Why can only women read in [The] Stormlight Archive?
Immediately after the Recreance an old book was used to argue for the idea that only men should be picking up the blades and plate, fighting was a masculine art. Over a period of 20 or so years this became established and some women used the same argument to take back some power by taking literacy for themselves as a feminine art.
How long of an in-book time break between the two 5 book arcs in The Stormlight Archive?
10-15 years
What is the relationship between Nightwatcher and Cultivation?
I expected a hard RAFO, but he said Nightwatcher compared to Cultivation is similar to Stormfather compared to Honor.
[the_archduke] missed the question but someone seemed to be berating Brandon in line about how poorly Glys treats Renarin, like it was abusive or something.
Brandon said that that relationship is different, even for a Nahel bond. And we will see a lot more of Renarin in the next book.
Is Hoid's sword when he is the King's Wit an Invested object?
No. It is a badge of office as the King's Wit. Hoid isn't even that good with a sword.
It is my pleasure, it has been an honor. For those who couldn't hear it was a thank you for releasing books somewhat faster and a thank you for finishing The Wheel of Time.
You know, I've been there. I picked up The Wheel of Time in 1990, my 8th grade year was '89, [...] yeah it's funny, I talk about The Wheel of Time. Everything I picked up while I was coming to love fantasy was all completed series or series in the middle of being written, and so as a kid I'm like "These are all famous series, I want to find one that isn't, what's going to be mine?" You want to be discovering, so I'd go to the bookstore every week to look at the new books coming out and try to find them and I remember grabbing Eye of the World, the first Robert Jordan book, and being like "Oh, this is a big book". I was a kid with not much money, so if you bought a big book it wasn't that much more expensive than a little book but you got a lot more reading in it. It was a good bang for your buck so to speak. So I bought that book and I loved it, and I thought "Oh this is going to be it, this is--" And I remember when the second book came out and they had trade paperbacks and my little bookstore didn't get a lot of those and I went "Oh, OH, something's happening" and then the third book was there in hardcover and I said "Ah-HA! I was right!" So I had this sort of pseudo-paternal instinct for Wheel of Time even when I was 17.

» **Data**:
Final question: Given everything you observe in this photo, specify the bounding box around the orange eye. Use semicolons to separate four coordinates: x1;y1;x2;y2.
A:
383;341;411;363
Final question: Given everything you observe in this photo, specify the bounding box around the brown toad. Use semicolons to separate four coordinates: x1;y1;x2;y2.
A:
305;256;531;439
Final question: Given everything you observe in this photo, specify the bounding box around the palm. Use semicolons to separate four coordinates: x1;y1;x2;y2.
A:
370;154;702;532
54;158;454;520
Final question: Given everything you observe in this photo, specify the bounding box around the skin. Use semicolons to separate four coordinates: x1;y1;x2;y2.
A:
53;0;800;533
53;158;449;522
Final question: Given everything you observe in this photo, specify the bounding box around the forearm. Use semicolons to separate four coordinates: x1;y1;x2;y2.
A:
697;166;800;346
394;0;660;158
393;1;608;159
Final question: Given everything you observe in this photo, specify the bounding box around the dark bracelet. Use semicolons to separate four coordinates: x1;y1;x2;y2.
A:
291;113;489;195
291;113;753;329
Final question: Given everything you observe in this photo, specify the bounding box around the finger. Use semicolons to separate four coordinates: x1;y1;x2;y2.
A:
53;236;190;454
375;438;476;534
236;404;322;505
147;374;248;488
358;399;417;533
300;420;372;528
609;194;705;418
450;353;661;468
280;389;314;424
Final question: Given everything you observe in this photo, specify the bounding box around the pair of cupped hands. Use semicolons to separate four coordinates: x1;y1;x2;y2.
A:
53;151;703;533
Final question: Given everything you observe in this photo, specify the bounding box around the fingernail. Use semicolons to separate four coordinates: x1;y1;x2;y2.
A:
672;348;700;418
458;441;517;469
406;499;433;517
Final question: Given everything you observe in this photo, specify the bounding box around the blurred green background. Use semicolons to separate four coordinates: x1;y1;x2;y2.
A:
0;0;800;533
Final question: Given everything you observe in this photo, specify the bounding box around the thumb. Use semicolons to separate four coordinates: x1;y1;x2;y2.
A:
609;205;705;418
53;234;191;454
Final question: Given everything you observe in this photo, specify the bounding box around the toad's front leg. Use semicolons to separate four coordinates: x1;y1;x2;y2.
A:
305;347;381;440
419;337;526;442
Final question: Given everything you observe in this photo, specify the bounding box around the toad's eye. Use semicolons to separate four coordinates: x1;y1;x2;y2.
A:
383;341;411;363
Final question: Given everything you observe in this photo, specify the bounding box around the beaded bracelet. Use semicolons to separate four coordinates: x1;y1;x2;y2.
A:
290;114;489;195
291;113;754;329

» **Directives**:
**1.** Can you write out everything in the Stormlight Archive Q&A from "How long of" down to "abusive or something.", word for word?
**2.** In the Stormlight Archive Q&A, how long is the in-book time break between the two five-book arcs?

» **List of solutions**:
**1.**
How long of an in-book time break between the two 5 book arcs in The Stormlight Archive?
10-15 years
What is the relationship between Nightwatcher and Cultivation?
I expected a hard RAFO, but he said Nightwatcher compared to Cultivation is similar to Stormfather compared to Honor.
[the_archduke] missed the question but someone seemed to be berating Brandon in line about how poorly Glys treats Renarin, like it was abusive or something.

**2.** 10-15 years.